*** Texte fourni ***
LE MONDE IDEES | 06.05.2017 à 07h28 | Par Catherine Vincent

 

Dans la capitale d’un pays imaginaire, au soir des élections municipales, la stupeur s’empare du gouvernement : 83 % des citoyens ont voté blanc. Incapables de penser qu’il puisse s’agir d’un rejet démocratique de leur politique, les dirigeants soupçonnent une conspiration révolutionnaire, voire un complot anarchiste international.

 

Ils déclarent l’état d’exception, puis l’état de siège… avant de fuir dans la nuit, comme Louis XVI vers Varennes. Telle est la trame de La Lucidité (Seuil, 2006), roman du prix Nobel de littérature 1998, le communiste portugais José Saramango.

 

Nous n’en sommes pas là, tant s’en faut. Mais le vote blanc ne s’en est pas moins invité avec force dans la campagne électorale. Pour la première fois lors d’une présidentielle, une loi promulguée en février 2014 permettait que les bulletins blancs soient décomptés séparément des nuls. Et leur nombre n’a pas été négligeable.

 

651 997 bulletins blancs le 23 avril

 

Sur les 37 millions d’électeurs qui se sont rendus aux urnes dimanche 23 avril, 651 997 ont déposé un bulletin blanc, soit 1,78 % des votants (pour 0,78 % de nuls) : un score situé en valeur absolue en septième position, entre Nicolas Dupont-Aignan (4,7 %) et Jean Lassalle (1,21 %). Avec des taux bien plus élevés en outre-mer – notamment en Guyane (12 %), où plusieurs associations avaient appelé à un vote blanc de protestation avant que soit conclu un dur conflit social local.

 

Lire aussi :   Voter blanc, nul ou s’abstenir : quelle différence ?

 

Dans le duel qui oppose Emmanuel Macron et Marine Le Pen, et dans un contexte où le « front républicain » contre le Front national (FN) se fissure de toutes parts, il faut donc s’attendre à un score important de « ni-ni » au soir du 7 mai.

 

Or, si la loi le distingue désormais du vote nul, le vote blanc (qui consiste à déposer dans l’urne une enveloppe vide ou contenant un bulletin vierge) ne participe pas pour autant à la détermination des suffrages exprimés. Un vote blanc « inoffensif », en quelque sorte, dont nombre de responsables politiques et de citoyens jugent la prise en compte insuffisante.

 

Mieux reconnaître le vote blanc, arguent-ils, permettrait de donner une vraie place à cet acte électoral, et contribuerait par-là même à réduire l’abstention. Sept candidats à la présidentielle (mais pas les deux finalistes) s’y sont ainsi déclarés favorables – quand seul François Bayrou, en 2007 et en 2012, l’avait mentionné. Alors, faut-il comptabiliser le vote blanc parmi les suffrages exprimés ? Avec quelles conséquences ?
*** Données enregistrées ***
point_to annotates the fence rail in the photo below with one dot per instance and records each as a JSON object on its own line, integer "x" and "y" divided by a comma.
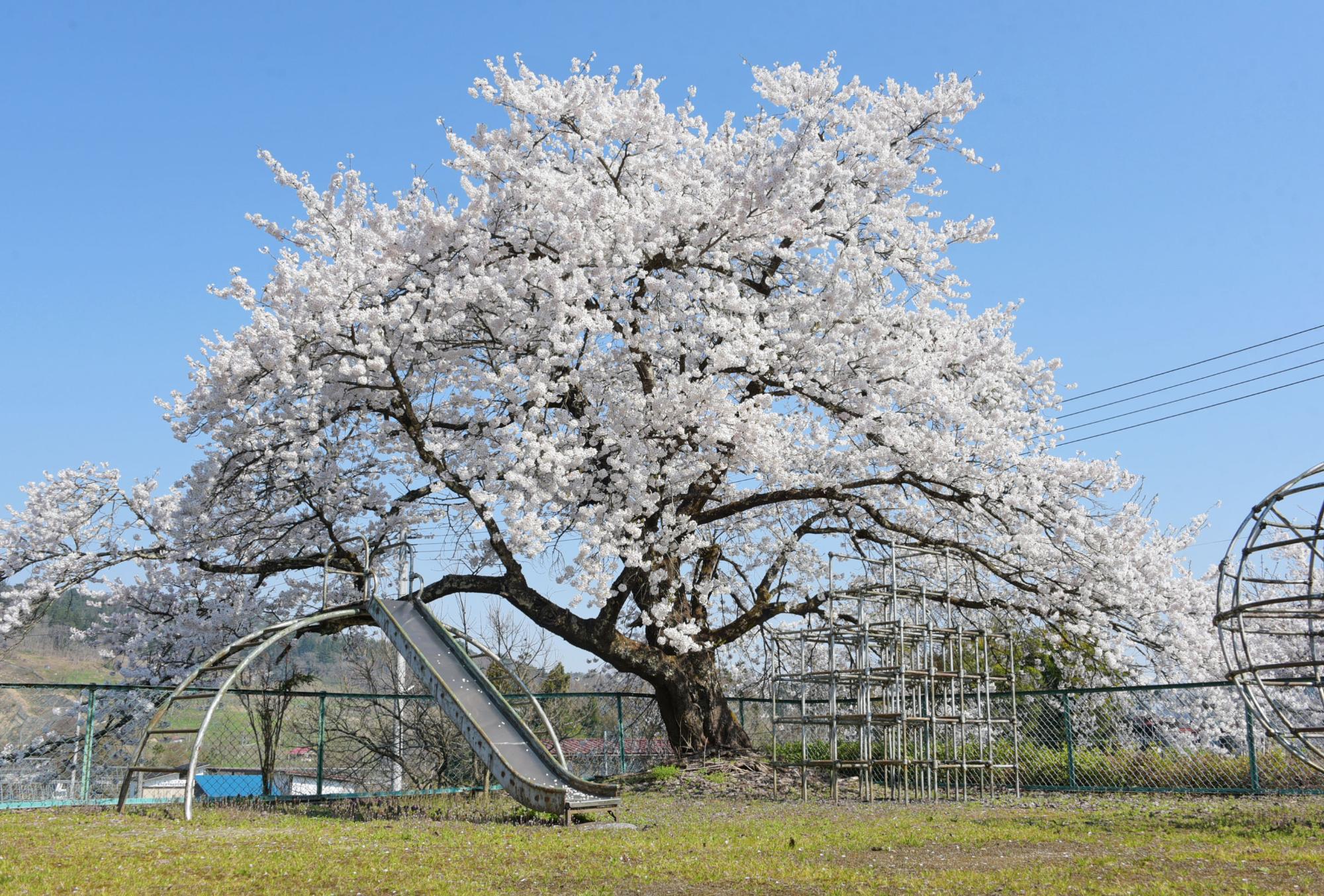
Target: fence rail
{"x": 68, "y": 744}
***
* Consignes:
a. Selon le texte sur le vote blanc, combien de bulletins blancs ont été déposés le 23 avril ?
b. Résumez en deux phrases le texte sur le vote blanc.
c. Donnez la suite du texte sur le vote blanc, à partir de sa dernière phrase.

* Réponses par consigne:
a. 651 997 bulletins blancs, soit 1,78 % des votants.

b. Depuis une loi de février 2014, les bulletins blancs sont pour la première fois décomptés séparément des nuls lors d'une présidentielle, et 651 997 électeurs en ont déposé un le 23 avril, soit 1,78 % des votants. Le vote blanc ne compte pourtant pas parmi les suffrages exprimés, et nombre de responsables politiques et de citoyens, dont sept candidats, souhaitent qu'il soit mieux reconnu.

c.
 

Un acte politique à part entière

 

Longtemps, l’histoire française du vote blanc s’est confondue avec celle des « voix perdues ». « Depuis la loi électorale du 15 mars 1849 et pendant plus d’un siècle, c’est ainsi qu’on appelait indistinctement les votes blancs et nuls », précise Jérémie Moualek, chercheur en sociologie politique aux universités d’Evry et de Lille-II. D’où le titre de sa thèse : « A la recherche des “voix perdues”. Contribution à une sociologie des usages pluriels des votes blancs et nuls ».

 

La notion de « vote blanc », elle, prend son essor au début de la Ve République, lorsque le pays connaît une succession de référendums (cinq de 1961 à 1972) et commence à élire son président au suffrage universel direct (1965).

 

Dès cette époque, en effet, c’est lors des consultations donnant lieu à une offre politique binaire (donc restreinte), telles les élections présidentielles et les référendums, que l’appel à l’abstention ou au vote blanc est le plus fréquent. « En 1969, par exemple, lorsque le communiste Jacques Duclos, constatant qu’aucun candidat de gauche n’était au second tour de la présidentielle, affirma que Pompidou et Poher étaient “bonnet blanc et blanc bonnet” et appela à l’abstention ou au vote blanc », rappelle Jérémie Moualek.

 

Au fil des ans, le vote blanc est ainsi devenu « une construction sociale » de plus en plus valorisée, constituant pour un certain nombre de citoyens – comme, du reste, l’abstention – un acte politique à part entière. Les années 1990 voient sa progression bondir dans les élections nationales : au second tour des législatives de 1993, blancs et nuls atteignent le niveau record de 6,4 % des inscrits, soit 9,5 % des votants.

 

« Un geste civique, neutre, voire “pur” »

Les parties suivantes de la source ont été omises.